What this task involves
Rewrite the records below from the line with "Mark one point per instance of the gray" to the line with "x=35, y=181", adjusting every coordinate in the answers by adding -113. Leave all other lines unchanged, including the sample coordinates in the requests.

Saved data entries
==============================

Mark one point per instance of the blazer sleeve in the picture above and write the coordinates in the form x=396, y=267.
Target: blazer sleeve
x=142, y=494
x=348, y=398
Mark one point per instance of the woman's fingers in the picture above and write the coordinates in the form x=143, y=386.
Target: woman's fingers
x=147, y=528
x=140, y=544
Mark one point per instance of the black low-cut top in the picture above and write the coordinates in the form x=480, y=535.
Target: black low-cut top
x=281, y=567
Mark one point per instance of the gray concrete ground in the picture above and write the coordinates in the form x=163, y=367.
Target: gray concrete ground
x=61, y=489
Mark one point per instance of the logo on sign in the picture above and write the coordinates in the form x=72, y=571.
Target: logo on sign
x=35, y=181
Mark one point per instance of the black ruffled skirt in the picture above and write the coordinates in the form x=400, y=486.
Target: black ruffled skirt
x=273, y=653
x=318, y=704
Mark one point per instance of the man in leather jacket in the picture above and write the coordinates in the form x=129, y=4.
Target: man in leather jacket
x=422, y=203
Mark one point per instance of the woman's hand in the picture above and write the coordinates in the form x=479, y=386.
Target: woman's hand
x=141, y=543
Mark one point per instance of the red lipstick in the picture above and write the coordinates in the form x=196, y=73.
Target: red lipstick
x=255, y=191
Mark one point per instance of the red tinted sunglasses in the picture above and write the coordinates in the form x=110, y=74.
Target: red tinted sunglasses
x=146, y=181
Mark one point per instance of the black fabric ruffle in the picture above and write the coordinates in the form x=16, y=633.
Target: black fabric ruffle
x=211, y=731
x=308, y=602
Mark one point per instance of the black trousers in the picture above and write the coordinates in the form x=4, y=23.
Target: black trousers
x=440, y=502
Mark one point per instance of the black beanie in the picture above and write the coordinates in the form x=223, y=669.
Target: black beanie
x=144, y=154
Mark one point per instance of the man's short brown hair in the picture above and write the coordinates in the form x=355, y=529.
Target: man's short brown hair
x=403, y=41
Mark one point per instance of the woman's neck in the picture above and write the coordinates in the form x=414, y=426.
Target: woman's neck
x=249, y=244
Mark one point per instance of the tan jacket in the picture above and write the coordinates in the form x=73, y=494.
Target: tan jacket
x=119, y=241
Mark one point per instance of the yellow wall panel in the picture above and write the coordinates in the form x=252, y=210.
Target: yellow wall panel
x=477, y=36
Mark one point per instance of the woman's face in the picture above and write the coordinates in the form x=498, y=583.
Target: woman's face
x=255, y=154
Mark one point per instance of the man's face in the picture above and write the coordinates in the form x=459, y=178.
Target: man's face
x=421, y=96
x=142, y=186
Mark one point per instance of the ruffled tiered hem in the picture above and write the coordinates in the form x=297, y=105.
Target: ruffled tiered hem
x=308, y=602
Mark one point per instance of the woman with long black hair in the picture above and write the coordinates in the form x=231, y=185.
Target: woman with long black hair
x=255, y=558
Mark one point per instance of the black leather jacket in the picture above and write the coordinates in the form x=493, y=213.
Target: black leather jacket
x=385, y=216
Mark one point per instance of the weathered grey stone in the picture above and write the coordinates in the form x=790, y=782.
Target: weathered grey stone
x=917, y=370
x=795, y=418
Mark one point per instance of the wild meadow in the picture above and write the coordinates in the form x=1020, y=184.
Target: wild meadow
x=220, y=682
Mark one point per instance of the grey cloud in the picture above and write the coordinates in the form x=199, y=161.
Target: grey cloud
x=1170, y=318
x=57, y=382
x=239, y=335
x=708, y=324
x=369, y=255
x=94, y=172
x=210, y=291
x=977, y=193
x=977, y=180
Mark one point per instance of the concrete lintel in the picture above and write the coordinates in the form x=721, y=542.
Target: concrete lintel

==============================

Exercise solution
Mark one point per instance of the gray concrete ground in the picture above and write the coordinates in the form x=163, y=367.
Target: gray concrete ground
x=-52, y=376
Mark one point per instance of the logo on sign in the picture above and write the coordinates in the form x=72, y=571.
Target: logo on sign
x=-78, y=68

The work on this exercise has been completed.